§ **Work required**: Write the next part of the news article on California's preschool and free community college bills, starting right after its final sentence.

[START Selected extract]

State legislators on Monday introduced two bills that would make education more accessible to California’s youngest and some of its oldest learners, complementing efforts already underway in San Francisco.
Assemblymember Miguel Santiago has called for the state to provide two tuition-free years of community college for first-time, full-time community students under Assembly Bill 2, and Assemblymember Kevin McCarty is looking to expand access to preschool education for low and middle-income families under Assembly Bill 123.
Both proposals will “hopefully build on the Bay Area’s leadership in helping students, whether preschool families or college students, that are still left behind and don’t have the chance to participate,” McCarty told the San Francisco Examiner on Tuesday.
While San Francisco voters in June approved Proposition C, a San Francisco voter-approved measure seeking to raise upwards of $140 million for childcare services, early education and teacher salaries by raising a tax on commercial rents, that measure is facing legal opposition. But Santiago’s AB2 would set aside more than $1.5 billion in state funding to expand existing preschool programs for middle and low-income families.
McCarty has also introduced legislation to fund the construction of preschools and to hike the wages of preschool teachers. While the bill would not provide universal childcare, it would address gaps in service, he said.
“We have to be realistic with money we have in the budget. Universal would cost north of $4 billion. I don’t know if we can afford that,” he said, adding that while current subsidized state preschool programs currently serve about “175,000 middle and lower income three-and-four-year olds,” there are tens of thousands of more families who could “benefit based on their income.”
Under AB123, children who live in areas where at least 70 percent of students fall below a certain income level would become eligible for free preschool.
McCarty said that the policy window to expand early childhood education at the state level has been opened by “a bit of a surplus in the state budget” and a shift in leadership, as well as recent research showing its impact on addressing the achievement gap, economic disparities and cycles of poverty.
“If you can do anything to get improvements in education, achievement, the economy and childhood poverty, early childhood education is the place to go,” said McCarty.
AB2, the community college bill introduced by Santiago, comes as San Francisco leaders are working to place a measure on the ballot that would subsidize City College of San Francisco’s Free City College program with city funding for at least 10 years.
Funding for Free City, which covers tuition costs for San Francisco residents enrolled at CCSF, was raised by a voter approved tax on the sale of properties worth $5 million or more, but the pilot program is currently set to expire next year. The ballot measure proposed by Supervisor Jane Kim is a charter amendment that would continue the program, at a cost $15 million in its first year.
Santiago’s effort is a one-year extension of AB19, which was implemented in 2017 to make the first year of community college free for all first-time, full-time students with some $46 million in funding through the state budget. Full-time students are defined as those enrolled in 12 or more semester units.

[END Selected extract]
[START Data section]

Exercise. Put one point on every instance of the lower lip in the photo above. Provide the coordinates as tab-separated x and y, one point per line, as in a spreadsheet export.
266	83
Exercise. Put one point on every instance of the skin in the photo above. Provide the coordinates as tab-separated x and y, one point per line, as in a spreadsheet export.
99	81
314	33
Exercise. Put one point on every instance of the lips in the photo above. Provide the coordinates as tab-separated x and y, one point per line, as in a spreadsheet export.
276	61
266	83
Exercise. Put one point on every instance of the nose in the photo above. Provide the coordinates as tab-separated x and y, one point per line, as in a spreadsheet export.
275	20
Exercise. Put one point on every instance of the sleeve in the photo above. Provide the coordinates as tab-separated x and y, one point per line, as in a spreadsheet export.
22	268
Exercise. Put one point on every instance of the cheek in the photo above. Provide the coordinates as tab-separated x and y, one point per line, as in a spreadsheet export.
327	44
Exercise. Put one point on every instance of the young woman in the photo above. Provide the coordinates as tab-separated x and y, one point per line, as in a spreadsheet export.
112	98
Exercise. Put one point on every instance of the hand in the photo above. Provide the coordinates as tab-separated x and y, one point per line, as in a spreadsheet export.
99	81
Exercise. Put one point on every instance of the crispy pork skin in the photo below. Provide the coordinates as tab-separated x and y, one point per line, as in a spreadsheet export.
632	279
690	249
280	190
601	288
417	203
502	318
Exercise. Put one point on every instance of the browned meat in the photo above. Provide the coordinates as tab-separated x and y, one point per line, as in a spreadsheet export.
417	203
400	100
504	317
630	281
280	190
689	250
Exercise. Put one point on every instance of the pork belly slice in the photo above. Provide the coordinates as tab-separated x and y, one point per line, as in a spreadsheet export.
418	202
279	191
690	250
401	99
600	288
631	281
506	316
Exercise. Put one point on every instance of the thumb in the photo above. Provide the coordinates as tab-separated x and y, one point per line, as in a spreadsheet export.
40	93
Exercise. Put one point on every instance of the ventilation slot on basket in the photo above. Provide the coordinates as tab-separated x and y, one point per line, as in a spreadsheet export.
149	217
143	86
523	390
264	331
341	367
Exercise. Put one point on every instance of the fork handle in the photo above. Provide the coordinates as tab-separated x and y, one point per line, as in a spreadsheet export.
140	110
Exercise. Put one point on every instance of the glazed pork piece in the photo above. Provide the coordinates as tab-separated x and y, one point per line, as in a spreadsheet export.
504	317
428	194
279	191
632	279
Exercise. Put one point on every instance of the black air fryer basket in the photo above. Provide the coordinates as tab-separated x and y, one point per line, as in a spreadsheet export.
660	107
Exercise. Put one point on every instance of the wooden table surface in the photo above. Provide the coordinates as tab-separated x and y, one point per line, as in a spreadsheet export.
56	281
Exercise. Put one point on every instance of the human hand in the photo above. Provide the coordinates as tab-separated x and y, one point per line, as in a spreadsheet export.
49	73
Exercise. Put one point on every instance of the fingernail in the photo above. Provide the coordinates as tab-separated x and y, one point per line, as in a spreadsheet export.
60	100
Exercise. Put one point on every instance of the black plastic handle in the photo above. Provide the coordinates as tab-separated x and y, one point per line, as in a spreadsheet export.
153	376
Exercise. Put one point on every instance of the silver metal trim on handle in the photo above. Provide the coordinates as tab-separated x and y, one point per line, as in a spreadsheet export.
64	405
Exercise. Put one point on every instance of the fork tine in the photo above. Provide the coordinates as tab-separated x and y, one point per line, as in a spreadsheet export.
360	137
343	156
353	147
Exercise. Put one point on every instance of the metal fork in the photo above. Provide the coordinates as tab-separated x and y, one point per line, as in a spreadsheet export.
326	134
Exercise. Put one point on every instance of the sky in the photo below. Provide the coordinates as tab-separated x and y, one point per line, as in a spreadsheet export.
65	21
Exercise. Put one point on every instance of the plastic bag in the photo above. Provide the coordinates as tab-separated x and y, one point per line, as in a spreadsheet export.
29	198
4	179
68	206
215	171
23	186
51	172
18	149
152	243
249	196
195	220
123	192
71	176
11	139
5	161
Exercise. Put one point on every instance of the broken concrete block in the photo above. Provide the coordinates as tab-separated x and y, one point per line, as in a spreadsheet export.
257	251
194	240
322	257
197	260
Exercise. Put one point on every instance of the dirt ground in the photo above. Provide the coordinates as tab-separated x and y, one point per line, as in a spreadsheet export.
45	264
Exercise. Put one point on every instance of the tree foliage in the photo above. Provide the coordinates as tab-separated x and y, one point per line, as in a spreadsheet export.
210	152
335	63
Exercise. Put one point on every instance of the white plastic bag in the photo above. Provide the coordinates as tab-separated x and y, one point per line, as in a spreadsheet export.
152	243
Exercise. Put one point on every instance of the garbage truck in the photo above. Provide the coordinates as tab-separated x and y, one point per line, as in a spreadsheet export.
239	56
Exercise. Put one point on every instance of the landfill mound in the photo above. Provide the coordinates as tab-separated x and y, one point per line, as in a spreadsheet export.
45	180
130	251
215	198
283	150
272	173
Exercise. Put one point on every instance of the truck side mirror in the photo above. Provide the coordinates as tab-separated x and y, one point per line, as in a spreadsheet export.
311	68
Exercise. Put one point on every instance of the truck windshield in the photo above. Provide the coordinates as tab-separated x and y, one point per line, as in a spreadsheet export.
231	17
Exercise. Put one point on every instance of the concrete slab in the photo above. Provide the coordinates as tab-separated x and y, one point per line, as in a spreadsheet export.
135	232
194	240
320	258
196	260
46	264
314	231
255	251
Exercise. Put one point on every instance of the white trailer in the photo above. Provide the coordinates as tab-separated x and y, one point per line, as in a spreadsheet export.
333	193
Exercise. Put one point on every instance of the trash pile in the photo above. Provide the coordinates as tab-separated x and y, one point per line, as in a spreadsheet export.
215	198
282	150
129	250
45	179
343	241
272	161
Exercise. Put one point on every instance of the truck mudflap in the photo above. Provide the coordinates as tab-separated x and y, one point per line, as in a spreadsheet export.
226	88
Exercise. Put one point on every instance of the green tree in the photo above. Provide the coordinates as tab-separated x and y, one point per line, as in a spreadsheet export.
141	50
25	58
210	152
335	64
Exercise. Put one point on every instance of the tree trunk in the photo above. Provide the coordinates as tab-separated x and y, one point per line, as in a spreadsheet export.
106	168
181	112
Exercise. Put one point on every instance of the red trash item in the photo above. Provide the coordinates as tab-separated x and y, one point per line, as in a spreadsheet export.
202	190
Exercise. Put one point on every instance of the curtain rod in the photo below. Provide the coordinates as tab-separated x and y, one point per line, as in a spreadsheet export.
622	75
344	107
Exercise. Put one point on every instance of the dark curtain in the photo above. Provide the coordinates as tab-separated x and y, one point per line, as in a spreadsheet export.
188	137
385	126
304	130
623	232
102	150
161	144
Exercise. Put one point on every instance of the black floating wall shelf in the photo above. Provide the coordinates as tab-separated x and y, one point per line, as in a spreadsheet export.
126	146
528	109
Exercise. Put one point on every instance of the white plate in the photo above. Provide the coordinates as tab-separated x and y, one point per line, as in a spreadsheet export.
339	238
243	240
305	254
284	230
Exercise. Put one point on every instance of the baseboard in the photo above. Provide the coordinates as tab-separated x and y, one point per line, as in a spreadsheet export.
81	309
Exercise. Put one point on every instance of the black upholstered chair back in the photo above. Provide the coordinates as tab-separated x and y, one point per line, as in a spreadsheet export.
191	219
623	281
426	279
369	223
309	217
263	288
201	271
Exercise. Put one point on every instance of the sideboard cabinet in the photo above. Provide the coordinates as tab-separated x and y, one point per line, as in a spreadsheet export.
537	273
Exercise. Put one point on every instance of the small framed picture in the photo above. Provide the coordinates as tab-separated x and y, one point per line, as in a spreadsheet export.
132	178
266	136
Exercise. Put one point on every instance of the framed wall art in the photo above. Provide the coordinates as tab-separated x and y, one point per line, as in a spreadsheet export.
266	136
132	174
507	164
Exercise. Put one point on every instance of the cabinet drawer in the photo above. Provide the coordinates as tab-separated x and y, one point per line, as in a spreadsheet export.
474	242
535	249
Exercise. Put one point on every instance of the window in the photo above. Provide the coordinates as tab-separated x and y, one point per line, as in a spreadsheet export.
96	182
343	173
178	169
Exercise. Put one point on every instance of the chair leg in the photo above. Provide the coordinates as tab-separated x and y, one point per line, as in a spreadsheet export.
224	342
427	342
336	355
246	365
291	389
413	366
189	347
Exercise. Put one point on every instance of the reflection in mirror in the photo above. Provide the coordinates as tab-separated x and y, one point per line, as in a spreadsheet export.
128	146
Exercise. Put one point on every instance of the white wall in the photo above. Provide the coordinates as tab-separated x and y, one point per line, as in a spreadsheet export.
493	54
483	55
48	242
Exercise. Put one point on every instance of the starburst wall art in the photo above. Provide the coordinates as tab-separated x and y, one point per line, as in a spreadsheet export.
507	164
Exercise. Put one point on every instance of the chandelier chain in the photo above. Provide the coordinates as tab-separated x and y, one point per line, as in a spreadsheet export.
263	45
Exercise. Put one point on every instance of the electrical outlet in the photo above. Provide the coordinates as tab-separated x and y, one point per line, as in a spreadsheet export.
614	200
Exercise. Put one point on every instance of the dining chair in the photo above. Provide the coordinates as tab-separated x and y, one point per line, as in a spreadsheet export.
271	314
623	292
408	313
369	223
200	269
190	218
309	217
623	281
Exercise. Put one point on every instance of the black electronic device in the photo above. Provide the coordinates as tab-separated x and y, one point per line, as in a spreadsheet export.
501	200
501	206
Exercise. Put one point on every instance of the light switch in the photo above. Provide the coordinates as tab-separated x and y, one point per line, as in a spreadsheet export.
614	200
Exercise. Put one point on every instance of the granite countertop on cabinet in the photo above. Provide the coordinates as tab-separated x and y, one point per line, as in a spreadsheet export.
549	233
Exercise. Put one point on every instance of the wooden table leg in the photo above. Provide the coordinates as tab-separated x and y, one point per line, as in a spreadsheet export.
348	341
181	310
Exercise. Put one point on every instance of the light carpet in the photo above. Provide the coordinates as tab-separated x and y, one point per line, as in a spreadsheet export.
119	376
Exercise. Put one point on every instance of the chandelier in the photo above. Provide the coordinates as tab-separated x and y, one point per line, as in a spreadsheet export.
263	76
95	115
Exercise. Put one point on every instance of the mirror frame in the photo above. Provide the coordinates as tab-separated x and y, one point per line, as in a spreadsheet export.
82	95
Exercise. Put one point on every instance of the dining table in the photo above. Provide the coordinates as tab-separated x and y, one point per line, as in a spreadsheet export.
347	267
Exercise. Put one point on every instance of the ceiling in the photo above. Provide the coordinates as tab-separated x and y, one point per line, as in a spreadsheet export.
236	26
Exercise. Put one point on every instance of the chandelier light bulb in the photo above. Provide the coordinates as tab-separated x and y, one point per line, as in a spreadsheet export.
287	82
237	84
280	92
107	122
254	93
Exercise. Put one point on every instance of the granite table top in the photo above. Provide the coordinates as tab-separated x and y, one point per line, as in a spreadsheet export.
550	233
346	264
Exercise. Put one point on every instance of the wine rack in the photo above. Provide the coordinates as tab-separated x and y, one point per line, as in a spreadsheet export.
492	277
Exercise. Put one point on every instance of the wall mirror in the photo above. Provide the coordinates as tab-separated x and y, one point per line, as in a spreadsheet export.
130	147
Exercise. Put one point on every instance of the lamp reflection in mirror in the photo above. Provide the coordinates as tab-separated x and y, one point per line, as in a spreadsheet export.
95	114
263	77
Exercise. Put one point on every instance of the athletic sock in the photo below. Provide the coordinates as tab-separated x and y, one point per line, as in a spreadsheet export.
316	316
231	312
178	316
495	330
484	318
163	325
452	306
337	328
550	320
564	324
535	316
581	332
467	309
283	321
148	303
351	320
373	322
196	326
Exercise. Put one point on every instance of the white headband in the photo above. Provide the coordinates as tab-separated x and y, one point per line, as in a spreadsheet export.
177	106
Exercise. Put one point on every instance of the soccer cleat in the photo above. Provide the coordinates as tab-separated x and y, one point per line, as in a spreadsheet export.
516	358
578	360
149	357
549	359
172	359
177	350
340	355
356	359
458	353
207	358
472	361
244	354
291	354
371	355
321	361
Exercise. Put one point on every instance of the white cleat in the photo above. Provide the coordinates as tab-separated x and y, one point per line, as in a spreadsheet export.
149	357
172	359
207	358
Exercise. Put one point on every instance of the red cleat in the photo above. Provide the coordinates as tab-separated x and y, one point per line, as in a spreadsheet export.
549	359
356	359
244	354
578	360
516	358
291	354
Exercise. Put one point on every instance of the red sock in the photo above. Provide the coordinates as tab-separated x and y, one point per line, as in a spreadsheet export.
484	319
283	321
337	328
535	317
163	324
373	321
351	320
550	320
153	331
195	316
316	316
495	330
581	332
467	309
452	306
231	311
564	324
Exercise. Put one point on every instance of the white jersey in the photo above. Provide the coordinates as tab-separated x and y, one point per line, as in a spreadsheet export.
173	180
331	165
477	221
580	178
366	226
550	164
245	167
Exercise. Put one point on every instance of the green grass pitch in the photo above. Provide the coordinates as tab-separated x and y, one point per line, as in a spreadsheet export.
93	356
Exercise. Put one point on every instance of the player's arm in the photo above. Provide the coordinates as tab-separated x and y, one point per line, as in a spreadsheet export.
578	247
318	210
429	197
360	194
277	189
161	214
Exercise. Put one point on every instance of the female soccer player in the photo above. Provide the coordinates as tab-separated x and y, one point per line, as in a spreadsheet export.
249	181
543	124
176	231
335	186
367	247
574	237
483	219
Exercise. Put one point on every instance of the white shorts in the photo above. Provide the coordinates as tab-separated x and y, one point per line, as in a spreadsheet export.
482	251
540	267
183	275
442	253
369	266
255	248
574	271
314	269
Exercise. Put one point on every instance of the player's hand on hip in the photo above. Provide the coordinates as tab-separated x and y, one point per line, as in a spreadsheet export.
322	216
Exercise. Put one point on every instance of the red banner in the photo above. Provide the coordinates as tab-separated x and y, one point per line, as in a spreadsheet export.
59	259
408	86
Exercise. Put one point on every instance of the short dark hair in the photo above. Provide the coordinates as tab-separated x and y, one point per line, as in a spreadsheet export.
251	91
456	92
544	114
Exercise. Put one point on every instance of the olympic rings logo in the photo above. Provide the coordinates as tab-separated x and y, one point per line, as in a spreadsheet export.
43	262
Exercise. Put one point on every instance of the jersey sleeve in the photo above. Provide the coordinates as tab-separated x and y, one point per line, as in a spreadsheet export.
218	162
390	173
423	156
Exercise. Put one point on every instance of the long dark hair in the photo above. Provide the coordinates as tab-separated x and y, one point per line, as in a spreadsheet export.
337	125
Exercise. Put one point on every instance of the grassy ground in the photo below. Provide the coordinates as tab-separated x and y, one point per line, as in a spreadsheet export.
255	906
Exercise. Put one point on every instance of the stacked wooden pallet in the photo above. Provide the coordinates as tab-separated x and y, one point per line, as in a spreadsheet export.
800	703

[END Data section]

§ **Solved problem**:
“Students across the state face unprecedented challenges. Whether it be the cost of tuition, finding affordable housing, or paying off student loans, it is crushingly expensive to be a student today,” said San Francisco Assemblymember David Chiu, who cosponsored AB2.
While aimed at covering community college student’s tuition, the bill does offer some flexibility on how the funding is spent. With Free City in place in San Francisco, the state money could pay for student’s books, transportation or housing costs.
In a letter addressed to city leaders on Tuesday, CCSF Chancellor Mark Rocha advocated for a revision to the current Memorandum of Understanding between The City and City College governing the Free City program’s funding. He suggested designating it as an entitlement program for San Francisco residents rather than a Financial Assistance Fund Program.
“Under this proposal a grant equal to the tuition amount that students pay, $46 per credit unit, would be provided to students whose enrollment fees are not covered by the state,” Rocha wrote. “SF residents would attend City College tuition-free. Students eligible for financial aid would receive the same grant amount, but since their tuition is paid by the state of California, these equity students will have money to use toward other educational costs including textbooks, transportation and even for many students, food.”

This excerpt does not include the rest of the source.